REQUEST –
From the entries below, copy out every line that contains the string "tire".

SUPPLIED ENTRIES –

________________

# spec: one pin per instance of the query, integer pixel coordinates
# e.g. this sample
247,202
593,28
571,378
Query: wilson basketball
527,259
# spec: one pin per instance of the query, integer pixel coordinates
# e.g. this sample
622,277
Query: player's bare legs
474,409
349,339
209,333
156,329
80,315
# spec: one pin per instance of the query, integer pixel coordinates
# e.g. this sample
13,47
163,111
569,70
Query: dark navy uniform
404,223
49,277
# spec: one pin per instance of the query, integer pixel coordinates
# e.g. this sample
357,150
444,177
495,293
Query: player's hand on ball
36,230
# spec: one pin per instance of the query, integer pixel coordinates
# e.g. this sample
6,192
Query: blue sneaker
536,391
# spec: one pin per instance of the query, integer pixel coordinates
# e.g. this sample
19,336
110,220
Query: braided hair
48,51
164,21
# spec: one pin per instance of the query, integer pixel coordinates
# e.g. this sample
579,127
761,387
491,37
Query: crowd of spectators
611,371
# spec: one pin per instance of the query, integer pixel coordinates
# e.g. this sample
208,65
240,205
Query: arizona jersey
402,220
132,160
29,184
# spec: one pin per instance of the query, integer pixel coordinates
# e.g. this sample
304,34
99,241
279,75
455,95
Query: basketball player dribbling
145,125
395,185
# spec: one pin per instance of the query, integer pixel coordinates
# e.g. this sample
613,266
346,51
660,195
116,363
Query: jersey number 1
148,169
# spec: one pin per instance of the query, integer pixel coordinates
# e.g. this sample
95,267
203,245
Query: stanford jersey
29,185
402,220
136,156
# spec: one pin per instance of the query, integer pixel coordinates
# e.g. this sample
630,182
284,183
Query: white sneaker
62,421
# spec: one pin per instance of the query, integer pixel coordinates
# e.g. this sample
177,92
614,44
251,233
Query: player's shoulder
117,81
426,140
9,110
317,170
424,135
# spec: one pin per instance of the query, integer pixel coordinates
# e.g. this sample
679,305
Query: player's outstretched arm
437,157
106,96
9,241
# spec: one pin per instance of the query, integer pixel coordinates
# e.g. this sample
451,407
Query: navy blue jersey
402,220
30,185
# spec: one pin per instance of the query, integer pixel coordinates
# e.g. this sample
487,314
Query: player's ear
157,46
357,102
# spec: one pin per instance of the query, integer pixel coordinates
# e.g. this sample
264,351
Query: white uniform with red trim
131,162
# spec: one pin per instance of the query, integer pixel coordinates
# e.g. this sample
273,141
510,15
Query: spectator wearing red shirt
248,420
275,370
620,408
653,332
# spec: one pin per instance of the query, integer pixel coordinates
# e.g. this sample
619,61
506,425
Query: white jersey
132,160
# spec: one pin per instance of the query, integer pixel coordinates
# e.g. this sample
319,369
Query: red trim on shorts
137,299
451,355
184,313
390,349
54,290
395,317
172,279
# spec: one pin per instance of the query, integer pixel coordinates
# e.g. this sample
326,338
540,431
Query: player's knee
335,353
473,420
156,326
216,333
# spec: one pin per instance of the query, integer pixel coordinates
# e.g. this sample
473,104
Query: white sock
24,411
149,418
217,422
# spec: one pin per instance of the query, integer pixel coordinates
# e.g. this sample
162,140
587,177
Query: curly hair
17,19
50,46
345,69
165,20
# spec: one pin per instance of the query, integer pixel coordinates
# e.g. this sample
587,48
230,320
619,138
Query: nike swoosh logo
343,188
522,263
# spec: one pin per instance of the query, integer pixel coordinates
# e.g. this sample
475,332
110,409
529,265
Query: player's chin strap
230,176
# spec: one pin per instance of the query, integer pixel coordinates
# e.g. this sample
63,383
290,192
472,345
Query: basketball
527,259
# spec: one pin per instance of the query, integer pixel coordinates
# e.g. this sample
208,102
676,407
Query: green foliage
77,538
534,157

________________

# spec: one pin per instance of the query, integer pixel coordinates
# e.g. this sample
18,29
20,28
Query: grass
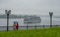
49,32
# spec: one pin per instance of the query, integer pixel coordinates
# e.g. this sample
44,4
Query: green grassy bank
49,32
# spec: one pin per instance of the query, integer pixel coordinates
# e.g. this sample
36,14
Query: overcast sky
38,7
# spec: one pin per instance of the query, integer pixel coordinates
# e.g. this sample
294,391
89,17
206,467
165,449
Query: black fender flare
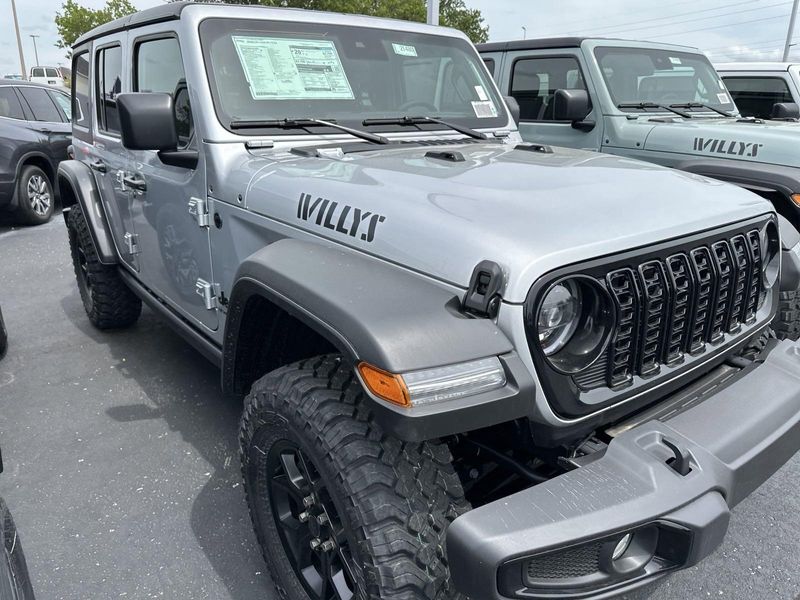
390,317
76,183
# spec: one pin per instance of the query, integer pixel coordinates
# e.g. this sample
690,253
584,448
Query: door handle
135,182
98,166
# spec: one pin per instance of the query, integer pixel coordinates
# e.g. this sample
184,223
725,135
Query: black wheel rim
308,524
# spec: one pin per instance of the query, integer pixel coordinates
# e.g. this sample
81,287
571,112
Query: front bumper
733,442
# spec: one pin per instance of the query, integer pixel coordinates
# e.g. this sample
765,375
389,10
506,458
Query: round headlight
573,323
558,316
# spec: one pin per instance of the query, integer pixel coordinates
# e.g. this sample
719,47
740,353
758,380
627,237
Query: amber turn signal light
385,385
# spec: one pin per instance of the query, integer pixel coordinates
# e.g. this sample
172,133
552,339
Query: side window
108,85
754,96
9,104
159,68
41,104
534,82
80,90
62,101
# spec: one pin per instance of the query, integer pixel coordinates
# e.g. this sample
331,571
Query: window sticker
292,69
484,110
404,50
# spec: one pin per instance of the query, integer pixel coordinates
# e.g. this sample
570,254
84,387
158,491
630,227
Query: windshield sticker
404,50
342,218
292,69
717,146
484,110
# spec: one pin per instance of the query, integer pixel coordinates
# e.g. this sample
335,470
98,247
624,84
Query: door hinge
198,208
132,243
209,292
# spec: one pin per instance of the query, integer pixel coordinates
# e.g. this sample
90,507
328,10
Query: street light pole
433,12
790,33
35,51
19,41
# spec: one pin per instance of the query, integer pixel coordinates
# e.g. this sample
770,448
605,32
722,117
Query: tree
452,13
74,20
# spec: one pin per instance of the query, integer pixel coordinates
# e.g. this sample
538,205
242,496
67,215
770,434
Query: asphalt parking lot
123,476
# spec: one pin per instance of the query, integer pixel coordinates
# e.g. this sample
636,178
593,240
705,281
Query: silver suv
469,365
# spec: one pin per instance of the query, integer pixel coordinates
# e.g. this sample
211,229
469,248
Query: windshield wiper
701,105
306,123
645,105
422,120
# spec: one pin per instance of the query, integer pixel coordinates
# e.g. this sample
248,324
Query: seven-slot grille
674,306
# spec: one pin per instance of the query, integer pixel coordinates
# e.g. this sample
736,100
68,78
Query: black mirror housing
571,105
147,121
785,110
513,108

________________

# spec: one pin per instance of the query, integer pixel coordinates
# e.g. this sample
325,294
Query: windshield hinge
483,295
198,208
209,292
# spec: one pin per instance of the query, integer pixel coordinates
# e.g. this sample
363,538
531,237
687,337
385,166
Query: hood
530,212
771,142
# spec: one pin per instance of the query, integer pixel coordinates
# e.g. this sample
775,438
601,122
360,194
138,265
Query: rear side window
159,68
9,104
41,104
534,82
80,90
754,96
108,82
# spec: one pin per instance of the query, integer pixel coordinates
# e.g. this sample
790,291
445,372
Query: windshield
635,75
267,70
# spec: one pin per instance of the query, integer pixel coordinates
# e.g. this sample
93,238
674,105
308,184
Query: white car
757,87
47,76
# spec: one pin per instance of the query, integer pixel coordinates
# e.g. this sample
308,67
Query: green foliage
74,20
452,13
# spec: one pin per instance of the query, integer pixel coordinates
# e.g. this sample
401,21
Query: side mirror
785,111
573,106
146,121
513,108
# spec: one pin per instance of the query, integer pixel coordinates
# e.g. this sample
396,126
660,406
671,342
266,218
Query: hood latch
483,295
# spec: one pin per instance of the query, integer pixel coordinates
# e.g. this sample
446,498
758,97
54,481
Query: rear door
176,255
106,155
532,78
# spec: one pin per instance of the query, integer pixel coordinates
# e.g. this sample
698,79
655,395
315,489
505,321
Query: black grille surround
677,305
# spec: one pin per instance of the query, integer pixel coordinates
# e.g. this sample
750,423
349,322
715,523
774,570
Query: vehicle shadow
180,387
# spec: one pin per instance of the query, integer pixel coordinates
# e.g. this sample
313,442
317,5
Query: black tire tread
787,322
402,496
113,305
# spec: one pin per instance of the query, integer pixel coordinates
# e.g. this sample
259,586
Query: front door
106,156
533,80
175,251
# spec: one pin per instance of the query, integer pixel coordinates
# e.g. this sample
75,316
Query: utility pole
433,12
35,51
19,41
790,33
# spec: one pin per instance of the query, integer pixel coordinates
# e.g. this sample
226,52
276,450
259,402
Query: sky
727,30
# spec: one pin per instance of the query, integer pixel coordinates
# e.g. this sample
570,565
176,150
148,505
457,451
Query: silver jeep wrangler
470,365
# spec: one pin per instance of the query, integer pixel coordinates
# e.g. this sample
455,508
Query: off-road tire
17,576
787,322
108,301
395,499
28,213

________________

RESULT OF THE EXERCISE –
Query: black tire tread
Query: off-road tire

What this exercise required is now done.